## [Written problem]
Copy out the entries below word for word, starting at the line containing "the chairlift cable" and running through the last line of the entries.

......

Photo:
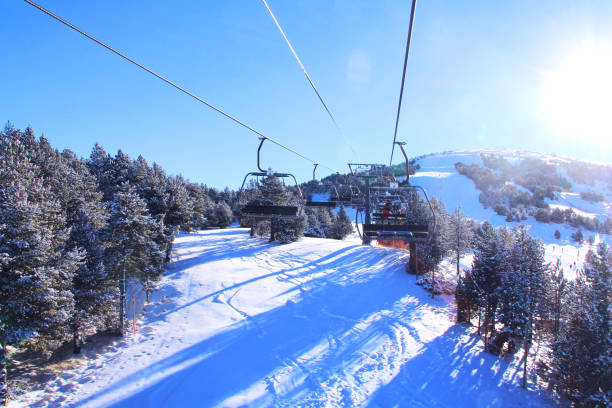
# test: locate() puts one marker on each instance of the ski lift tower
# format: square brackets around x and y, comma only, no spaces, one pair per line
[367,172]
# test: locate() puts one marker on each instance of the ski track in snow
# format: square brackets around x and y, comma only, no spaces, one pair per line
[317,323]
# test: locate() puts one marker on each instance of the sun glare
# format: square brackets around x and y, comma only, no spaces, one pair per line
[576,97]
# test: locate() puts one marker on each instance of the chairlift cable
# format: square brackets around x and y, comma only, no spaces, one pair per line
[399,105]
[299,61]
[172,83]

......

## [Full response]
# test: locate() puts one marker on each instance of the chairlift cable
# format: square brackets around x and y, comma only, no spaces, one pair per line
[399,105]
[299,61]
[172,83]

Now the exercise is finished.